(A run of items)
<<<<

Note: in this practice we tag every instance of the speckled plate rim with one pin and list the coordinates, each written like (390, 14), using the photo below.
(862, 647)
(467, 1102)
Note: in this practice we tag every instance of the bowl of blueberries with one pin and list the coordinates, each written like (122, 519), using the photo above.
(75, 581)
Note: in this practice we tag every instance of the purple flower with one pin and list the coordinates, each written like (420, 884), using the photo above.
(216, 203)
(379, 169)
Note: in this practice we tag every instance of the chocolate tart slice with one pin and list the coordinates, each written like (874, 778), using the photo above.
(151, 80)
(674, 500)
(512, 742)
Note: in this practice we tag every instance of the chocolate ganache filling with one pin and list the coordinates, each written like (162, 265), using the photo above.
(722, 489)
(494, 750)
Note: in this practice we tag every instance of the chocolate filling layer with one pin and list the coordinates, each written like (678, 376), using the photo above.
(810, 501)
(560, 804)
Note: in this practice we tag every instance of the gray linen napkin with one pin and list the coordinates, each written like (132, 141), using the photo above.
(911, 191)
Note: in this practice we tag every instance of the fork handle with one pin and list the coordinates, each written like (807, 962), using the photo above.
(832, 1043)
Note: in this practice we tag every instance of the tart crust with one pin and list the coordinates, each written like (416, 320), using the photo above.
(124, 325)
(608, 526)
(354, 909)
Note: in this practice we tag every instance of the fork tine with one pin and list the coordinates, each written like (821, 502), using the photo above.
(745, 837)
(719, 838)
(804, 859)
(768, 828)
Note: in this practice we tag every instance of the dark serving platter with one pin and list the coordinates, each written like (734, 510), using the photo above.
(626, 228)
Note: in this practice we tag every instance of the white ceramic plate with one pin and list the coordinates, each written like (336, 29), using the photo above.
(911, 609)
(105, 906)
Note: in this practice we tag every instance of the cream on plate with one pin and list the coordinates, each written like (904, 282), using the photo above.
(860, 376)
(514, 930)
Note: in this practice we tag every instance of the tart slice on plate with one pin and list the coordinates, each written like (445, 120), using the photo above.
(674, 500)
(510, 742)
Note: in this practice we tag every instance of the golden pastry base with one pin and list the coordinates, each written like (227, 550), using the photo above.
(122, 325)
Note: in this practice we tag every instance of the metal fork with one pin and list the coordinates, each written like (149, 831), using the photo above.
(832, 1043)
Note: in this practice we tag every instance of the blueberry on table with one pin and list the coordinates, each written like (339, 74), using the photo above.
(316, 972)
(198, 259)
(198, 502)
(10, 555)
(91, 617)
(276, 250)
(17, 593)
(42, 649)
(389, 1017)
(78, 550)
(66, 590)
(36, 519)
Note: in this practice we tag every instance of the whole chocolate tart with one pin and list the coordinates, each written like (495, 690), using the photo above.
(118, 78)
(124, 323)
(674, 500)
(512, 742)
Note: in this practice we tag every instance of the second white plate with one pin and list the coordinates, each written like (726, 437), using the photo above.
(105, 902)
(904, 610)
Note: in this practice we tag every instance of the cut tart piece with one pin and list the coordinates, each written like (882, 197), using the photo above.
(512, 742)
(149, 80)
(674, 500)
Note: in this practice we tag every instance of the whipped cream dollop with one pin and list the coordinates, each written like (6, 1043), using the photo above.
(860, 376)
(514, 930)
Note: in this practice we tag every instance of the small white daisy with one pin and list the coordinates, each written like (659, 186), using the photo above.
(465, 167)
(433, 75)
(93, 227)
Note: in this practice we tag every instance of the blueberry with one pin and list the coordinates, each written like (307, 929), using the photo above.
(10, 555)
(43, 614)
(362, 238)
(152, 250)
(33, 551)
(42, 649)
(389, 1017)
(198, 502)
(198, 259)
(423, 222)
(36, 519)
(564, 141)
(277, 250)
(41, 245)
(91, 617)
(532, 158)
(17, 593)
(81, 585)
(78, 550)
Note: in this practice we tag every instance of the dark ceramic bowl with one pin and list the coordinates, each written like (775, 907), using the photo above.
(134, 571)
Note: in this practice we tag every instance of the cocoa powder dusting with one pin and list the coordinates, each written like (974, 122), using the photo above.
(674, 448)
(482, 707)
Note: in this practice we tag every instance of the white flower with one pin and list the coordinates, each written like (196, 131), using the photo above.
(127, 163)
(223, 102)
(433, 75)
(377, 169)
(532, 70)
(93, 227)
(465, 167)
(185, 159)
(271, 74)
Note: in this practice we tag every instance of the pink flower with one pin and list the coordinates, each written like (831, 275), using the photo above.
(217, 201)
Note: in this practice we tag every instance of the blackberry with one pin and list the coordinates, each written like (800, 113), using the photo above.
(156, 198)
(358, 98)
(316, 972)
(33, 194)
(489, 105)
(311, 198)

>>>>

--- WHAT YOU ARE ASKED TO DO ---
Rewrite every line in the stretch from the line containing "Note: in this practice we tag every instance of the pink" through the end of the items. Shift each answer coordinate by adding 103 to both of its numbers, and leave all other lines unchanged.

--- RESULT ---
Note: in this practice we tag every instance of the pink flower with one pin and list the coordinates, each written like (831, 275), using the photo above.
(320, 304)
Note: in this practice we tag every instance of the blackberry with one pin and list the coordinates, each written like (800, 113), using the photo above.
(259, 301)
(461, 201)
(419, 1075)
(136, 297)
(592, 208)
(414, 301)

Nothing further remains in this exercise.